*READING TEXT:*

--- --- ---

Implementing an Elasticsearch Aggregation Query in Java

Elasticsearch is a distributed search engine that is designed for scalability, flexibility, and high performance. It allows us to store, search, and analyze large volumes of data quickly. One of its key features is the capability to perform aggregations, allowing us to conduct complex data analysis and extract statistical insights from our indexed data. In this article, we will walk through how to add an aggregation to an Elasticsearch query using Spring Data Elasticsearch.

1. Understanding Aggregations

Aggregations in Elasticsearch are tools that enable us to perform complex data analysis and generate insightful metrics on our indexed data. They work by processing and grouping our data in various ways, allowing us to compute statistics, histograms, and other advanced analytics.

1.1 Sample Application Overview

The sample application used in this article is designed to manage a collection of Product entities, which include fields such as id, name, category, and price. The application’s primary focus is to demonstrate how to perform aggregation queries in Elasticsearch using Spring Data, specifically how to count the number of documents per category.

To create an index named product-items in Elasticsearch and add a few documents to it, we will use the curl command to interact with Elasticsearch’s REST API.

--- --- ---

*AVAILABLE DATA:*
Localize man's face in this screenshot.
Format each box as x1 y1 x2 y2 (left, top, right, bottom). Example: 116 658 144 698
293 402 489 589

--- --- ---

*SET EXERCISE:*
Retype the passage of the Elasticsearch aggregation article above, starting at "Implementing an Elasticsearch" and ending at "other advanced analytics.".

*ANSWER TO THE PROBLEM:*
Implementing an Elasticsearch Aggregation Query in Java

Elasticsearch is a distributed search engine that is designed for scalability, flexibility, and high performance. It allows us to store, search, and analyze large volumes of data quickly. One of its key features is the capability to perform aggregations, allowing us to conduct complex data analysis and extract statistical insights from our indexed data. In this article, we will walk through how to add an aggregation to an Elasticsearch query using Spring Data Elasticsearch.

1. Understanding Aggregations

Aggregations in Elasticsearch are tools that enable us to perform complex data analysis and generate insightful metrics on our indexed data. They work by processing and grouping our data in various ways, allowing us to compute statistics, histograms, and other advanced analytics.